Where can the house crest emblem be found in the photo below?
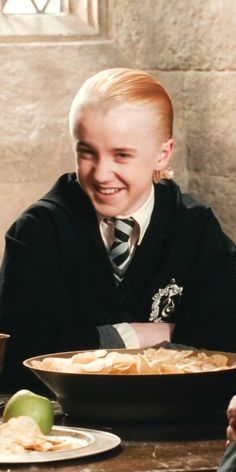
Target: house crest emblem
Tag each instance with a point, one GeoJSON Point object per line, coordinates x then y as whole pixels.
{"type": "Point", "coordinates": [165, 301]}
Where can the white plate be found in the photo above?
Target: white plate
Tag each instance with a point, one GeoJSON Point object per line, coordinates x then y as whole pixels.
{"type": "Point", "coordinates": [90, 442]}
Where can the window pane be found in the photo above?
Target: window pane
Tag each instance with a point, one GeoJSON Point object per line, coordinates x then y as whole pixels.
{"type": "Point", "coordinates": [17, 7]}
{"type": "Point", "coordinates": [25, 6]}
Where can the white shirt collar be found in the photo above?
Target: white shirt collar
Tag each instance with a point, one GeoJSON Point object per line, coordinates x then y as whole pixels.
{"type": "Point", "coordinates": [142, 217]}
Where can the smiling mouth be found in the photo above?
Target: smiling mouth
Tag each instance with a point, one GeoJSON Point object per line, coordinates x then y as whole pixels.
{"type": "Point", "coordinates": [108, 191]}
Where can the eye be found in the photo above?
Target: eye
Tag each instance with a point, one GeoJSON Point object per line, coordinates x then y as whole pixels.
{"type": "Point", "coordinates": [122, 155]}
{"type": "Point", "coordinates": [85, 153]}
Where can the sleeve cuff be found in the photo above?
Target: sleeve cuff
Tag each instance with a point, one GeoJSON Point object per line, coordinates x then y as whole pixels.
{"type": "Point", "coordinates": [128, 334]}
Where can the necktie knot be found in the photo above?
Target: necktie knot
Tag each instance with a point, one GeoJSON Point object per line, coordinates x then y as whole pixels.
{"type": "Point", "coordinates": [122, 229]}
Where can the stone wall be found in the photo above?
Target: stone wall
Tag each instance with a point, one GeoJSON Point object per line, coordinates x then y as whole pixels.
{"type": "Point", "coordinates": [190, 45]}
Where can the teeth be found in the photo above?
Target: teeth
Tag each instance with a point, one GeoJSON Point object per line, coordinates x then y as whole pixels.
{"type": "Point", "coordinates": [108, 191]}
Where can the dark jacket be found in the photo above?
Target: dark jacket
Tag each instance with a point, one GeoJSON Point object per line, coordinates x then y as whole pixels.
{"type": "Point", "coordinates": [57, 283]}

* * *

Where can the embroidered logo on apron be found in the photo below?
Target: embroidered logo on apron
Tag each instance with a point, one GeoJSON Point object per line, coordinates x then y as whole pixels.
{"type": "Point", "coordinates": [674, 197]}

* _YOUR GOAL_:
Count the lines above that contain the word "teeth" and reply with the number alone.

* _TASK ANSWER_:
2